--- EXCERPT PROVIDED ---
By November the studio had assigned the last of the lead animators for Dumbo.10 Bill Tytla would animate the title character, inspired by his own two-year-old son, Peter.

Ward Kimball, a fan of southern music, was assigned the crows. Fred Moore was given the boyish and appealing Timothy Q. Mouse. Babbitt was assigned the singing delivery boy, Mr. Stork. To animate him, Babbitt caricatured voice actor Sterling Holloway’s overgrown hair and half-lidded eyes.11

The rest of the studio was working on cartoon shorts and a slew of features: Bambi, The Reluctant Dragon, the Jack and the Beanstalk–inspired “Mickey Feature,” The Wind in the Willows, and a follow-up to Fantasia.
--- GIVEN INFORMATION ---
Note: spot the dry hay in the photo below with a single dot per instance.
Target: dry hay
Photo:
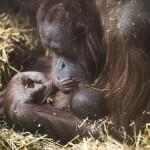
(16, 50)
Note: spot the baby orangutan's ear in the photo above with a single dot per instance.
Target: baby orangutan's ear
(29, 7)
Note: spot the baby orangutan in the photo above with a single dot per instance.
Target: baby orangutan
(26, 106)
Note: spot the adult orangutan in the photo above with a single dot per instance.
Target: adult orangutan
(114, 51)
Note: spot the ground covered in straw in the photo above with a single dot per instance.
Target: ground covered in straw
(16, 52)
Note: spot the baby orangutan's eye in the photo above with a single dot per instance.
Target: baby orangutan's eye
(29, 84)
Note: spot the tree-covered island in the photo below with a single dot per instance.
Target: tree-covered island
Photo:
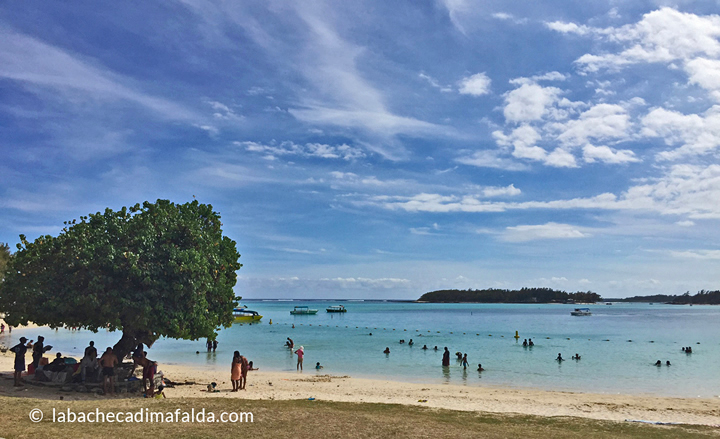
(149, 271)
(524, 295)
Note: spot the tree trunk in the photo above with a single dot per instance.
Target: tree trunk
(130, 340)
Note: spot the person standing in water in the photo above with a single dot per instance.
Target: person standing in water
(300, 353)
(446, 357)
(19, 349)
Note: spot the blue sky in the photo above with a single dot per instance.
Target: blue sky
(374, 149)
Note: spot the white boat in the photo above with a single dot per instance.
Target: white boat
(244, 315)
(303, 310)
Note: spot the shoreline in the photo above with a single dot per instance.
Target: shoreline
(268, 385)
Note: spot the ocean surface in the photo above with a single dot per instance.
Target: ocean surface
(619, 344)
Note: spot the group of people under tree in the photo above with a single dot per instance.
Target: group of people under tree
(89, 364)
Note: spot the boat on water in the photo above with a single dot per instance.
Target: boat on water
(303, 310)
(244, 315)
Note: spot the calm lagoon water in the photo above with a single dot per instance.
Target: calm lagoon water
(611, 363)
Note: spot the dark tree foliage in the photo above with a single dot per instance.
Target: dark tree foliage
(161, 269)
(5, 256)
(524, 295)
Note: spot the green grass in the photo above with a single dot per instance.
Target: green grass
(319, 419)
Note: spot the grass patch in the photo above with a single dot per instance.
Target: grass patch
(318, 419)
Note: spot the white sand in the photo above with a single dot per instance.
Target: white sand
(289, 385)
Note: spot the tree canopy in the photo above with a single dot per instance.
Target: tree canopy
(495, 295)
(151, 270)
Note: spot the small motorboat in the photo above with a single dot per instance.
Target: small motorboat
(303, 311)
(244, 315)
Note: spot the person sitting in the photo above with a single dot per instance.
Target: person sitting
(57, 365)
(160, 394)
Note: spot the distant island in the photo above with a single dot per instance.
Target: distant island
(701, 298)
(548, 295)
(524, 295)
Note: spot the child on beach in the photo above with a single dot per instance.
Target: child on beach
(300, 353)
(235, 371)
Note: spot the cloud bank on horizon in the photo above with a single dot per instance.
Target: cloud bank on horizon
(381, 149)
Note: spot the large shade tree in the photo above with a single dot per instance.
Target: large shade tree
(151, 270)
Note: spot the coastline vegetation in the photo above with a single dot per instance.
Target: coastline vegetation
---
## [REQUIRED WORK]
Answer these from the excerpt about the Dumbo animators, each on its own line.
(a) Who animated the title character, and who was his inspiration?
(b) Which character was Fred Moore given?
(c) Which voice actor did Babbitt caricature to animate Mr. Stork?

## [WRITTEN RESPONSE]
(a) Bill Tytla, inspired by his two-year-old son, Peter.
(b) Timothy Q. Mouse.
(c) Sterling Holloway.